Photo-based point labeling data
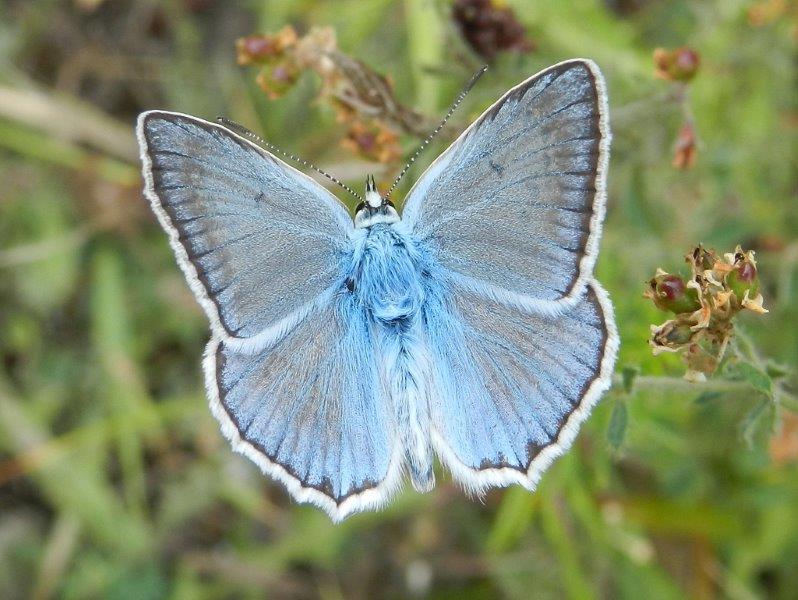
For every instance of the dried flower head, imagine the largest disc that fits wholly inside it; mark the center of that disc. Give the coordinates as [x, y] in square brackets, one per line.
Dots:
[261, 49]
[704, 306]
[680, 64]
[363, 99]
[489, 27]
[373, 141]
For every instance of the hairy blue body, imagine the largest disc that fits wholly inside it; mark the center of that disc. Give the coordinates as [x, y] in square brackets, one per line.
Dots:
[390, 279]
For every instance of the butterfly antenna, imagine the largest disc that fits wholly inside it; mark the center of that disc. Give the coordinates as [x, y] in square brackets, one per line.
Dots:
[429, 138]
[243, 131]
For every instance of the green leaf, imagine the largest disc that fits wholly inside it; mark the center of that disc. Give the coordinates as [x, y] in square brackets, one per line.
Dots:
[628, 375]
[616, 431]
[759, 380]
[707, 397]
[776, 371]
[757, 424]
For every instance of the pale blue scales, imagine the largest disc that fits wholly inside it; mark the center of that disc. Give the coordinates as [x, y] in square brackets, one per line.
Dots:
[470, 328]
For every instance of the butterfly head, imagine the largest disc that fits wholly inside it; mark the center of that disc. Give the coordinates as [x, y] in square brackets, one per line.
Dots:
[374, 209]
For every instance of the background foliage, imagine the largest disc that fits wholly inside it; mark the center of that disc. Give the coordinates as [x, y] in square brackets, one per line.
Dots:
[114, 479]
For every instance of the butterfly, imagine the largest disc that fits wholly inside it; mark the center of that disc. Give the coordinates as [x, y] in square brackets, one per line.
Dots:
[346, 354]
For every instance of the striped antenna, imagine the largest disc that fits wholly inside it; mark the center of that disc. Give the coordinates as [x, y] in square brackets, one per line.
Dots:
[243, 131]
[435, 131]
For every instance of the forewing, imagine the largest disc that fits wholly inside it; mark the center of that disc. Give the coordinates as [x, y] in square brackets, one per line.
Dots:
[513, 387]
[258, 241]
[514, 207]
[311, 410]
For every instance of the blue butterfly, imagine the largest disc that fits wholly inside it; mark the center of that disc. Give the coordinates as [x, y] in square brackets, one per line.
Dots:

WHAT NEEDS TO BE DONE
Please copy the rows above word for word, leaving out the pictures.

WRITTEN ANSWER
For every instance of the dried flower head, imagine the largest disc that fits wholly inside it; mark the center of that disc. Give the coordinates as [x, y] in square brackets, one per line.
Dots:
[261, 49]
[704, 306]
[680, 64]
[363, 99]
[489, 27]
[373, 141]
For every instance of the hairy blue body, imagine the largest disc that fits wholly inside it; mark the center of that disc. Give the coordinates as [x, y] in square brackets, one per line.
Dots:
[390, 279]
For every instance of the butterfly antenna, imagine the largest disc that fits wholly inside it; mark the center of that disc. Give the coordinates as [x, y] in square brackets, one per line.
Dots:
[429, 138]
[243, 131]
For every instance of the green leaf, imagine the largest disc that fits wholly inside it; mark the center of that disc. Give the coordinates as [x, y] in square brackets, one per line.
Dots:
[628, 375]
[616, 431]
[759, 380]
[707, 397]
[776, 371]
[757, 424]
For every instance of the pale blue scales, imagine the largest disc that fits wholly inside it; mark the center of that disc. Give the coordinates as [x, y] in square brackets, one per line.
Dots:
[470, 328]
For every instance of the butterfly head, imagine the largest disc that fits wholly inside it; mark the center of that disc. Give the coordinates as [x, y] in square brackets, one per line.
Dots:
[374, 209]
For every instance of the background foliage, imagine the largest disc that fits wholly inside it; mark the center of that disc. Give the coordinates as [x, y] in square brackets, one per line.
Dots:
[114, 479]
For every instance of the butterfly, imagine the largest disc that fits wholly inside it; mark the center of that disc. Give the coordinates as [x, y] in square brackets, one per line.
Dots:
[346, 354]
For every instance of the striped antenna, imagine the largest disc that fits wholly inside it; mark the center of that disc. Give the coordinates as [x, y] in square brackets, one per line.
Dots:
[243, 131]
[435, 131]
For every instance of the forewing, imagine the largest disc that fits wholly inside it; mark the center of that disc. Give the coordinates as [x, y] in square brackets, one per line.
Dots:
[513, 387]
[258, 241]
[514, 207]
[311, 410]
For every instance of the blue butterfly, imagine the largest disc that fits wholly inside it; mark the center of that disc. Give the coordinates as [x, y] in square brackets, one per line.
Dots:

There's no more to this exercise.